[Part of a data file]
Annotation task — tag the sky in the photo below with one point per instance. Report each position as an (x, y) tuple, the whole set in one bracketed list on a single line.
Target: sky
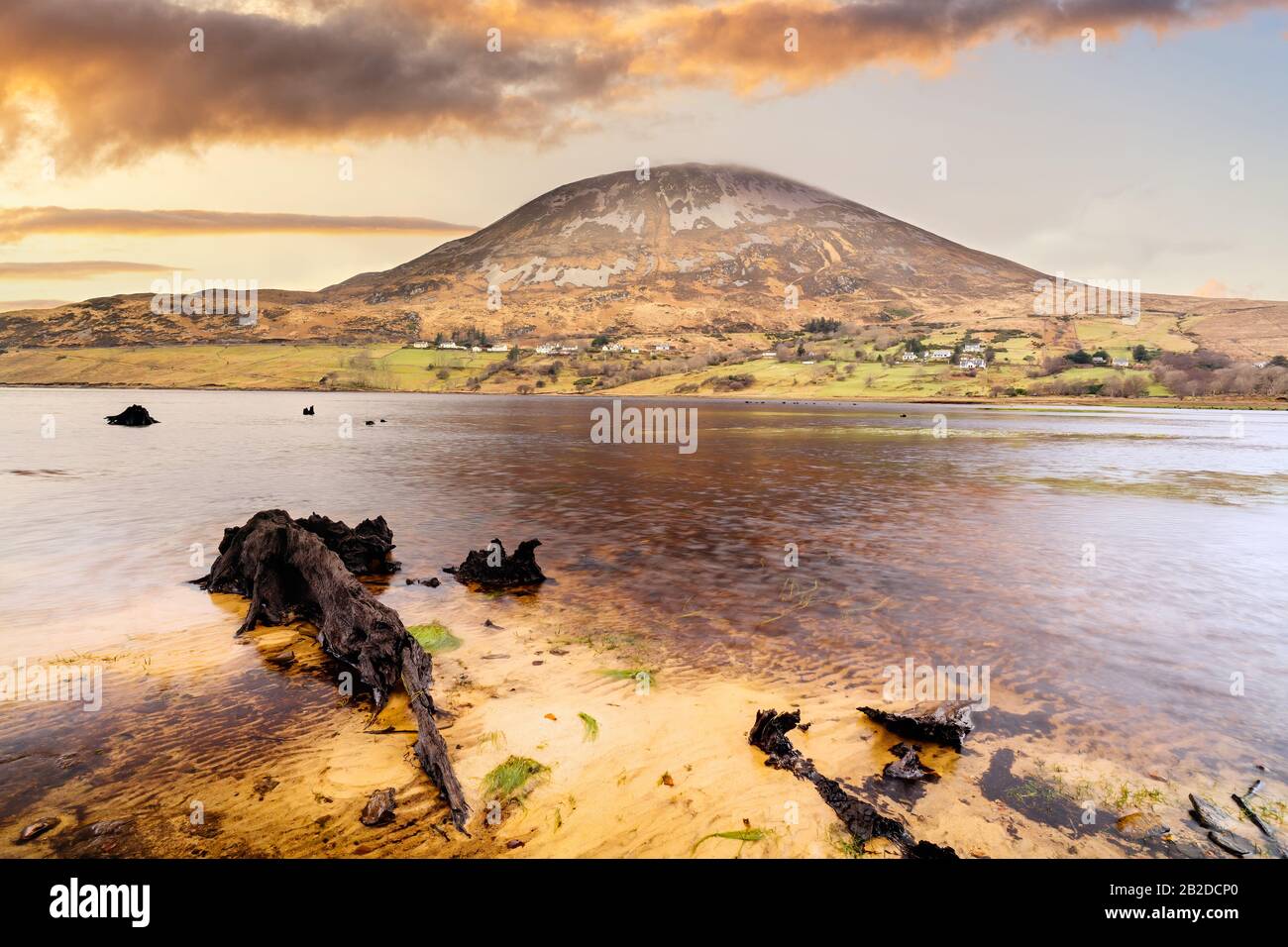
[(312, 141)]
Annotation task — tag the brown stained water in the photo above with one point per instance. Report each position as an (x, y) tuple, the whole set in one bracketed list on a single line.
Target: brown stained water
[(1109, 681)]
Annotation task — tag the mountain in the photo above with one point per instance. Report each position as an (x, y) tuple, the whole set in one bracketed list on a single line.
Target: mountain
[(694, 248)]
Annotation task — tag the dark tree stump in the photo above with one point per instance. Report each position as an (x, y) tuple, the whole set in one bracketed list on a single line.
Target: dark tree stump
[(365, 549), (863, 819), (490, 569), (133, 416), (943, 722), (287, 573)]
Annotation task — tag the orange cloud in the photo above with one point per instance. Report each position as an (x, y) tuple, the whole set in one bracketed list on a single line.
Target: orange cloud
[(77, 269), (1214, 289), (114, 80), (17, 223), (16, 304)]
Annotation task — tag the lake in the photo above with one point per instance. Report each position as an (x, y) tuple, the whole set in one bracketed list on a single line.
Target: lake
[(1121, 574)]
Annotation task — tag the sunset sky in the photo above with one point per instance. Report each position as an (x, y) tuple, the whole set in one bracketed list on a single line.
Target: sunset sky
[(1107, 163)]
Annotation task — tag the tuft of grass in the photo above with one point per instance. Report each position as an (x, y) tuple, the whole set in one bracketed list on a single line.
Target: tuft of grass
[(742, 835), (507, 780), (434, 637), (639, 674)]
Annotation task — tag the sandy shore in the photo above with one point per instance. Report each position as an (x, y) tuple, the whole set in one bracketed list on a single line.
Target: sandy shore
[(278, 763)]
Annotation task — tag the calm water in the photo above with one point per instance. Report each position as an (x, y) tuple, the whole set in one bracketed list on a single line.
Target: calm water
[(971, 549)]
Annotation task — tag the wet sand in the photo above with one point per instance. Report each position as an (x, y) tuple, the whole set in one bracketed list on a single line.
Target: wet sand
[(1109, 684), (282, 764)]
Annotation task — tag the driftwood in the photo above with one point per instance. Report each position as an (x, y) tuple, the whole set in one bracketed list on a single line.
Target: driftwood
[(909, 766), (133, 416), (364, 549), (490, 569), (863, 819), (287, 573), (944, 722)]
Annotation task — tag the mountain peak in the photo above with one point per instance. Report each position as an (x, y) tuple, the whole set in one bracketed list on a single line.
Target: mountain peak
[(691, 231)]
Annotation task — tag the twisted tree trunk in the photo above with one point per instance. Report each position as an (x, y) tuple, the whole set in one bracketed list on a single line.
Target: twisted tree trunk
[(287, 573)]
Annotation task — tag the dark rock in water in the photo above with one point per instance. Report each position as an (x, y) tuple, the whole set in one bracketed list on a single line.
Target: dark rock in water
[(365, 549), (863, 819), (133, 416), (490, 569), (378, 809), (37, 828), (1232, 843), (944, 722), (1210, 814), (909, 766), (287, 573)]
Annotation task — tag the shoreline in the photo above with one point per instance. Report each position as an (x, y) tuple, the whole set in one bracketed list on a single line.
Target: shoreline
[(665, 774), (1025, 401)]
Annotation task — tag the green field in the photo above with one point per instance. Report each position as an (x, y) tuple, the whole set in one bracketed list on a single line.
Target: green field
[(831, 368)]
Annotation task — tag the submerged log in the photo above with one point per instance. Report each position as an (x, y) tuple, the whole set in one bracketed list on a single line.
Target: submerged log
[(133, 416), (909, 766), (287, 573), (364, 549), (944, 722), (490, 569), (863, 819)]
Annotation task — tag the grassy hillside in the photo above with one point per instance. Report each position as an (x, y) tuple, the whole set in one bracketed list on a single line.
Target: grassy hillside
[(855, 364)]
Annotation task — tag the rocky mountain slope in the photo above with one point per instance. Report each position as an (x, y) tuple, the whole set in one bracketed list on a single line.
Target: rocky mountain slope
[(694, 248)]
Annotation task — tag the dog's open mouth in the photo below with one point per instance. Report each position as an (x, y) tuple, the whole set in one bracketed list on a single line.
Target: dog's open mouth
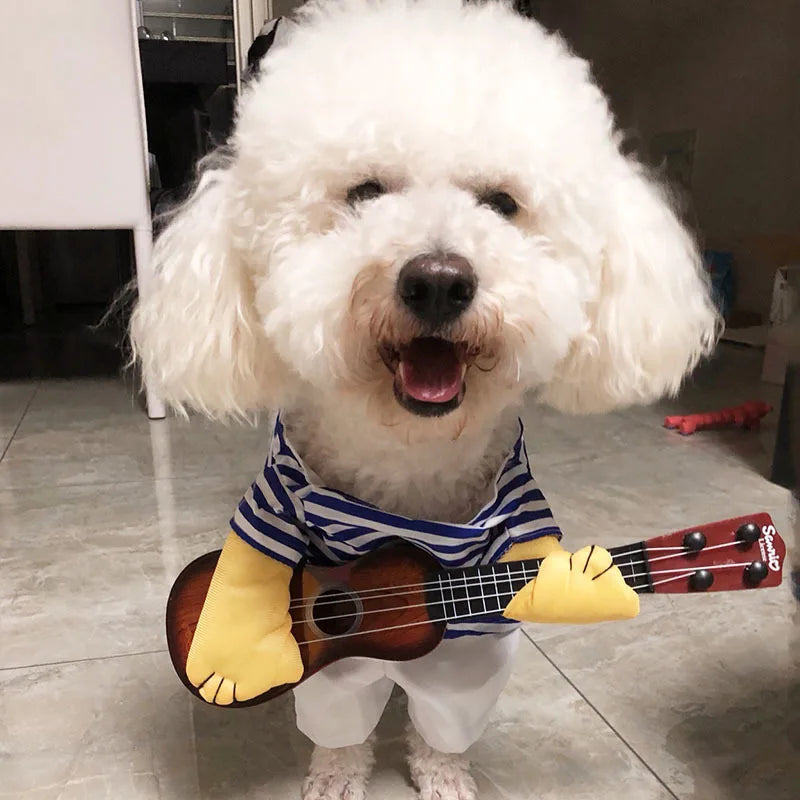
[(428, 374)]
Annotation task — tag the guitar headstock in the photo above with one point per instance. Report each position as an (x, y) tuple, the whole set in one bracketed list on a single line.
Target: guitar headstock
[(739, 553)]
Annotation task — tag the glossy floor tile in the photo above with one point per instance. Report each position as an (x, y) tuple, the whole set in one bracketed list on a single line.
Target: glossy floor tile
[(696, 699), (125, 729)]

**Given exercise:**
Quote all of the items above word for word, leaving out the pictures.

**The result:**
Annotation task — tag the sky in the photo below with one point per instance. Report each position as an (x, y) tuple, the whole set in one bracketed list on a single line.
Target: sky
[(312, 141)]
Annotation task — tag the brown stained water in the photo above with one point per instance. Report each position as an (x, y) tuple, the whole set in one bracketed list on a single line.
Target: brown stained water
[(1109, 681)]
Annotation task — tag the mountain in the photo above with one point per instance. Report each position as an (x, y) tuple, the whole set in one bracketed list on a single line.
Target: mountain
[(694, 248)]
Annotation task — tag the dark tree stump in the photo above with one point per instance. Report each position as an (x, y) tuple, the whole set in one bracketed list on a single line.
Target: dark tree stump
[(365, 549), (863, 819), (490, 569), (133, 416), (943, 722), (287, 573)]
Annotation task — tag the orange cloud in the photo above with one point per instance. Report each position as an (x, y) tuple, the whole set in one bracketed list on a single line.
Target: orange cloud
[(77, 269), (1214, 289), (114, 80), (17, 223), (16, 304)]
Annotation task — tag the lake in the photo above with one point per instance. Report each position as an (x, y) tuple, the whole set in one bracketed list on a single line.
Target: lake
[(1121, 574)]
Annotation task — tag the sunset sky in the photo above with one point per instance. Report each position as an (x, y) tuple, the whole set in one bracketed list on a single line.
Target: sunset sky
[(1107, 163)]
Annotation task — tag the tuft of grass in the photo above with one point per instance. Report each position as an (x, y) tuple, the whole set in one bracketed list on a single line.
Target: tuft of grass
[(742, 835), (507, 780), (434, 637), (639, 674)]
Annotation task — tag the sandy shore in the photo above with one point per instance. Report each position as an (x, y) tuple, the whole set in one bracketed list on a single line.
Target: sandy shore
[(278, 763)]
Annotation task — tag the calm water in the photo above with one point per instance. Report each position as an (x, y) tuple, the whole set in one bracketed list on a single line.
Target: calm water
[(971, 549)]
Annotation task — tag the wet sand in the photo above with one point per instance. Report each position as an (x, y) tuple, the whole set in one bracketed list on a single line.
Target: wet sand
[(1109, 684), (282, 764)]
Annotation task — tag the driftwood in the photo above with one point per instance. Report each position as an (x, y) tuple, the whole set in one bracketed list on a single line.
Target: driftwood
[(909, 766), (133, 416), (364, 549), (490, 569), (863, 819), (287, 573), (944, 722)]
Annotation task — tag the mountain peak in the photo above with one point per instance. Report each position as an (x, y) tuple, the whole set in one bracketed list on a single line.
Target: mountain peak
[(691, 231)]
Annotation task — tag the twisted tree trunk in the photo above with one point per instance. Report each position as an (x, y) tuple, the whole set in one bracketed list on a single line.
Target: twisted tree trunk
[(287, 573)]
Annotation task — tag the dark rock in water in the photo above with one point per instance. Report each position as an (x, y) tuple, the whole set in one bracketed list on a single line.
Target: dark rock in water
[(365, 549), (863, 819), (133, 416), (490, 569), (378, 809), (37, 828), (1232, 843), (944, 722), (1210, 814), (909, 766), (287, 573)]
Annotation task — tag the shoreline in the photo above with one point per instance. Report each position as an (x, y) tuple, the whole set in one bracketed list on a single line.
Target: shoreline
[(665, 774), (1025, 401)]
Annotation task — tag the green field in the photo above with one point per instance. Report each position as an (x, y) tuple, the whole set in one bracketed list on a single line.
Target: green field
[(831, 368)]
Annotation task — tag the submerged log in the photo above with one point per instance. Report each position as an (x, y) tuple, the whole set in one bracketed list on a single line.
Target: submerged log
[(133, 416), (909, 766), (287, 573), (364, 549), (944, 722), (490, 569), (863, 819)]
Annotation task — tag the grassy hillside in the photo above with one point per instance. Report each position as an (x, y) tuple, the whole set in one bracketed list on a single line.
Target: grassy hillside
[(855, 364)]
Annotation task — tag the rocky mountain slope in the photo above with one point per instance. Report each position as an (x, y) tuple, the whole set in one bracketed list on a single line.
Target: rocky mountain slope
[(694, 248)]
Annotation task — tag the dog's open mouth in the photo below with one point per instance. Report each position as an (x, y) tuple, the whole set in one bracketed list on a single line.
Target: dog's open mouth
[(428, 374)]
Annotation task — tag the guitar headstock in the photo above with one point per instance. Report each position as an (x, y) tuple, the whole set in one bracketed list on a single line.
Target: guitar headstock
[(739, 553)]
Annotation task — tag the glossy floor tile in the photo above with one point per instance. Report each position as an (x, y) tuple, the whole set in one bracketed list on a single line.
Target: glossy floor tile
[(696, 699), (125, 729)]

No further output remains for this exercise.